▸ **PASSAGE**
++++++++++++++++++++

Homework 2

Due by 11:59pm on Tuesday, 2/16

Instructions

Download hw02.zip. Inside the archive, you will find a file called hw02.py, along with a copy of the OK autograder.

Submission: When you are done, submit with python3 ok --submit. You may submit more than once before the deadline; only the final submission will be scored. See Lab 0 for instructions on submitting assignments.

Using OK: If you have any questions about using OK, please refer to this guide.

Readings: You might find the following references useful:

Required questions

Several doctests use the construct_check module, which defines a function check. For example, a call such as

check("foo.py", "func1", ["While", "For", "Recursion"])

checks that the function func1 in file foo.py does not contain any while or for constructs, and is not an overtly recursive function (i.e., one in which a function contains a call to itself by name.)

Several doctests refer to these one-argument functions:

def square(x):
    return x * x

def triple(x):
    return 3 * x

def identity(x):
    return x

def increment(x):
    return x + 1

Question 1: Product

The summation(term, n) function from lecture adds up term(1) + ... + term(n) Write a similar product(n, term) function that returns term(1) * ... * term(n). Show how to define the factorial function in terms of product. Hint: try using the identity function for factorial.

def product(n, term):
    """Return the product of the first n terms in a sequence.

    n    -- a positive integer
    term -- a function that takes one argument

    >>> product(3, identity) # 1 * 2 * 3
    6
    >>> product(5, identity) # 1 * 2 * 3 * 4 * 5
    120
    >>> product(3, square)   # 1^2 * 2^2 * 3^2
    36
    >>> product(5, square)   # 1^2 * 2^2 * 3^2 * 4^2 * 5^2
    14400
    """
    "*** YOUR CODE HERE ***"

def factorial(n):
    """Return n factorial for n >= 0 by calling product.

    >>> factorial(4)
    24
    >>> factorial(6)
    720
    >>> from construct_check import check
    >>> check(HW_SOURCE_FILE, 'factorial', ['Recursion', 'For', 'While'])
    True
    """
    "*** YOUR CODE HERE ***"
    return _______

Use OK to test your code:

python3 ok -q product
python3 ok -q factorial

Question 2: Accumulate

Show that both summation and product are instances of a more general function, called accumulate, with the following signature:

from operator import add, mul

def accumulate(combiner, base, n, term):
    """Return the result of combining the first N terms in a sequence.  The
    terms to be combined are TERM(1), TERM(2), ..., TERM(N).  COMBINER is a
    two-argument function.  Treating COMBINER as if it were a binary operator,
    the return value is
        BASE COMBINER TERM(1) COMBINER TERM(2) ... COMBINER TERM(N)

++++++++++++++++++++

[Collection entries]
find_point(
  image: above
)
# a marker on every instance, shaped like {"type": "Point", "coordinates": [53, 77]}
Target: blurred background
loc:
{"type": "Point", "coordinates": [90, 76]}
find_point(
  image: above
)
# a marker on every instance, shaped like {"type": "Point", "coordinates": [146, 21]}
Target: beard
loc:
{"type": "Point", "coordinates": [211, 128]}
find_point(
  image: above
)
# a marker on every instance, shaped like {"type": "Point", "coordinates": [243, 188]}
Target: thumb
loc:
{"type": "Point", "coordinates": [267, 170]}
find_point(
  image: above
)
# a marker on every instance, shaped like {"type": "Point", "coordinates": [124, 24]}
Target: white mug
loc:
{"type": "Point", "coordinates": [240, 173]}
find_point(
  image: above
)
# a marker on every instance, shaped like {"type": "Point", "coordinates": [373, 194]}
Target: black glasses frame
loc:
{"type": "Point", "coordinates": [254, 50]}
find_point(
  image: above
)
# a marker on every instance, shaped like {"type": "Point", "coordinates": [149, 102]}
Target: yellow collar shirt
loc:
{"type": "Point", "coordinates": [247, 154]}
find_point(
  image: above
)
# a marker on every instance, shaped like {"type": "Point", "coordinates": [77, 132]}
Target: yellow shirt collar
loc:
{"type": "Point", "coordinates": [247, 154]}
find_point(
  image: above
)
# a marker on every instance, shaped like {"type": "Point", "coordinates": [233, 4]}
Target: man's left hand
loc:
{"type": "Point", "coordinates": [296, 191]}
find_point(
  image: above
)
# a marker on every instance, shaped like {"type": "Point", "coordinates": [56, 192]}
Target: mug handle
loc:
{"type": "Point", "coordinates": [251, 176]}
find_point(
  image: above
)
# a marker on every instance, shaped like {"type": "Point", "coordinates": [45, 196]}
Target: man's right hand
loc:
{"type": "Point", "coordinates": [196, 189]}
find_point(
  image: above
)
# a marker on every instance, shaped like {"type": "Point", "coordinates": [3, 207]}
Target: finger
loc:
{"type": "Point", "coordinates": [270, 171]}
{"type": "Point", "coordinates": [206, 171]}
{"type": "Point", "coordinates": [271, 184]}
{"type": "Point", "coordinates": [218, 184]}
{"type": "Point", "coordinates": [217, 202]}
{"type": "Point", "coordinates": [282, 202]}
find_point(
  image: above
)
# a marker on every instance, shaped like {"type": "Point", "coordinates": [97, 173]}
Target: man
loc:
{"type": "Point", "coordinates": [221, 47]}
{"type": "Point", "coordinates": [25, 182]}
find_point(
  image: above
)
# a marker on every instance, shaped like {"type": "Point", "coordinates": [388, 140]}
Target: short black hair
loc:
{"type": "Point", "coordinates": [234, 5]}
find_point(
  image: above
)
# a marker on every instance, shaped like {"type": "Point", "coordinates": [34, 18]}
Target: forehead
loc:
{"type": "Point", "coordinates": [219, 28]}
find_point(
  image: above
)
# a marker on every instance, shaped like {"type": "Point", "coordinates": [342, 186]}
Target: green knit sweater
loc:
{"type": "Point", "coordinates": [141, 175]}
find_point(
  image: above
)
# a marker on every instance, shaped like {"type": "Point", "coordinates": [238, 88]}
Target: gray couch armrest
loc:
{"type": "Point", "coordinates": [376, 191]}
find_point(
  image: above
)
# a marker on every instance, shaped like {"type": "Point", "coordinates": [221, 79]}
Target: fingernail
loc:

++++++++++++++++++++

▸ **PROBLEM SET**
a – Retype the homework page from "checks that the" to "itself by name.)".
b – Write the next part of the homework page, picking up after its final line.

▸ **EXERCISE RESPONSES**
a –
checks that the function func1 in file foo.py does not contain any while or for constructs, and is not an overtly recursive function (i.e., one in which a function contains a call to itself by name.)

b –
    >>> accumulate(add, 0, 5, identity)  # 0 + 1 + 2 + 3 + 4 + 5
    15
    >>> accumulate(add, 11, 5, identity) # 11 + 1 + 2 + 3 + 4 + 5
    26
    >>> accumulate(add, 11, 0, identity) # 11
    11
    >>> accumulate(add, 11, 3, square)   # 11 + 1^2 + 2^2 + 3^2
    25
    >>> accumulate(mul, 2, 3, square)   # 2 * 1^2 * 2^2 * 3^2
    72
    """
    "*** YOUR CODE HERE ***"

accumulate(combiner, base, n, term) takes the following arguments:

  • term and n: the same arguments as in summation and product
  • combiner: a two-argument function that specifies how the current term combined with the previously accumulated terms.
  • base: value that specifies what value to use to start the accumulation.

For example, accumulate(add, 11, 3, square) is

11 + square(1) + square(2) + square(3)

Implement accumulate and show how summation and product can both be defined as simple calls to accumulate:

def summation_using_accumulate(n, term):
    """Returns the sum of TERM(1) + ... + TERM(N). The implementation
    uses accumulate.

    >>> summation_using_accumulate(5, square)
    55
    >>> summation_using_accumulate(5, triple)
    45
    >>> from construct_check import check
    >>> check(HW_SOURCE_FILE, 'summation_using_accumulate',
    ...       ['Recursion', 'For', 'While'])
    True
    """
    "*** YOUR CODE HERE ***"
    return _______

def product_using_accumulate(n, term):
    """An implementation of product using accumulate.

    >>> product_using_accumulate(4, square)
    576
    >>> product_using_accumulate(6, triple)
    524880
    >>> from construct_check import check
    >>> check(HW_SOURCE_FILE, 'product_using_accumulate',
    ...       ['Recursion', 'For', 'While'])
    True
    """
    "*** YOUR CODE HERE ***"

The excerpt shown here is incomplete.